— start —

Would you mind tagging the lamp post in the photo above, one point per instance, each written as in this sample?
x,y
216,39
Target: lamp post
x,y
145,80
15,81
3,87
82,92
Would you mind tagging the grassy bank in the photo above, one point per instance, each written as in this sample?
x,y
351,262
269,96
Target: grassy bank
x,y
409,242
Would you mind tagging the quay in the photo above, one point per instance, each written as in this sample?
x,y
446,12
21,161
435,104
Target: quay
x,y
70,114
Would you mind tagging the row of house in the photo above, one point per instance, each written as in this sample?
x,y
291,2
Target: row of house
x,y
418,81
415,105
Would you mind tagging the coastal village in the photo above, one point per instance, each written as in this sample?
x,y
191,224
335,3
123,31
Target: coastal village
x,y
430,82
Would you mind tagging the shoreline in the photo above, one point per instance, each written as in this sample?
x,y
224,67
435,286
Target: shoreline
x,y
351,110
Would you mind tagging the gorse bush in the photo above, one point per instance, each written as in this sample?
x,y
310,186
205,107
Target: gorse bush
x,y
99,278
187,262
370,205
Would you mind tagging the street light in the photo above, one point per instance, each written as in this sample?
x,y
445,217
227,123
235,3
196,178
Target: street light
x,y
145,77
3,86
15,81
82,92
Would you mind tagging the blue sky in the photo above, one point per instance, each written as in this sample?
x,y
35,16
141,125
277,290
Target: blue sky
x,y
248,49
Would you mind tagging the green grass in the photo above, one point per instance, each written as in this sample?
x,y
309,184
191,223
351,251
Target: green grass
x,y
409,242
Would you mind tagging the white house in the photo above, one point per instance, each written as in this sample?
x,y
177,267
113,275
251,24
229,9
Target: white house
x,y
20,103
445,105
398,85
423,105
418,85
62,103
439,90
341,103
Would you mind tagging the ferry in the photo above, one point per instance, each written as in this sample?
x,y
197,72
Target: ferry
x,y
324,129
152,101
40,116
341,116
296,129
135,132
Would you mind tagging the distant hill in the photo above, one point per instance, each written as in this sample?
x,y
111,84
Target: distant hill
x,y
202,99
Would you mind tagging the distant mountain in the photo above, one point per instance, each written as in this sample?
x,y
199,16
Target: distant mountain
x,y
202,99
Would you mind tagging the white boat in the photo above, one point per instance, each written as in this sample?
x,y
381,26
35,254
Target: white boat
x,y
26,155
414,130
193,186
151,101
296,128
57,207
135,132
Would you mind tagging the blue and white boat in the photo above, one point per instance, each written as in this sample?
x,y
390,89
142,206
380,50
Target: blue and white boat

— end —

- **Prompt**: Copy all of the data above line for line, without changing anything.

- **Solved exercise**:
Would you mind tagging the lamp post in the photo above, one point per instance, each written as in this sample?
x,y
216,39
Target: lamp post
x,y
145,80
15,81
3,87
82,92
Would you mind tagging the grassy bank in the photo above, one point per instance, each written as in this sample?
x,y
351,262
269,96
Target: grassy bank
x,y
409,242
Would you mind tagging the quay in the photo above, one point per instance, each written as in this sample?
x,y
446,12
21,161
435,104
Target: quay
x,y
70,114
Would you mind tagging the row of house in the photo above, one point per instance, each written as in this sample?
x,y
291,2
Target: row of house
x,y
418,81
415,105
Would you mind tagging the coastal village in the photo above, one point per instance, each written as in this sample?
x,y
191,224
335,3
123,31
Target: coastal village
x,y
430,82
Would you mind tagging the shoreline in the photo above, one point per instance, each written as in this sample?
x,y
224,67
435,286
Target: shoreline
x,y
351,110
Would you mind tagging the gorse bush in the photo above, one point per instance, each written as in this sample?
x,y
310,186
205,107
Target: gorse bush
x,y
99,278
187,262
370,205
Would you mind tagging the street light in the photo above, one point per instance, each written as in this sample?
x,y
445,217
227,123
235,3
196,178
Target: street light
x,y
145,77
3,86
15,81
82,92
Would you mind tagging the blue sky in the photo above, one point per instance, each written as in this sample?
x,y
35,16
141,125
277,290
Target: blue sky
x,y
248,49
Would you mind tagging the green grass in the photo above, one point per instance, each written as in this sample?
x,y
309,184
191,223
351,251
Target: green grass
x,y
409,242
Would you mind tagging the white house in the photo above, one point per instance, each written as in this sample?
x,y
177,267
113,275
251,24
229,9
Target: white house
x,y
20,103
445,105
398,85
423,105
418,85
62,103
439,90
341,103
Would you mind tagging the ferry in the photo above, one point per instance, each written as in this sample?
x,y
197,72
Target: ferry
x,y
324,129
152,101
40,116
341,116
296,129
135,132
Would you mind tagging the distant hill in the photo above, one point per instance, each written as in this sample?
x,y
111,84
Target: distant hill
x,y
202,99
Would you mind tagging the distant mountain in the photo above, one point per instance, each written as in this sample?
x,y
199,16
Target: distant mountain
x,y
202,99
Would you mind tagging the white boat in the photo above, one point per instance, each written as in this sample?
x,y
381,26
35,254
Target: white boat
x,y
26,155
414,130
193,186
151,101
296,128
57,207
135,132
Would you mind tagging the blue and white boat in the photo above, one point per instance, each written as in this sample?
x,y
390,89
142,206
380,50
Target: blue and white boat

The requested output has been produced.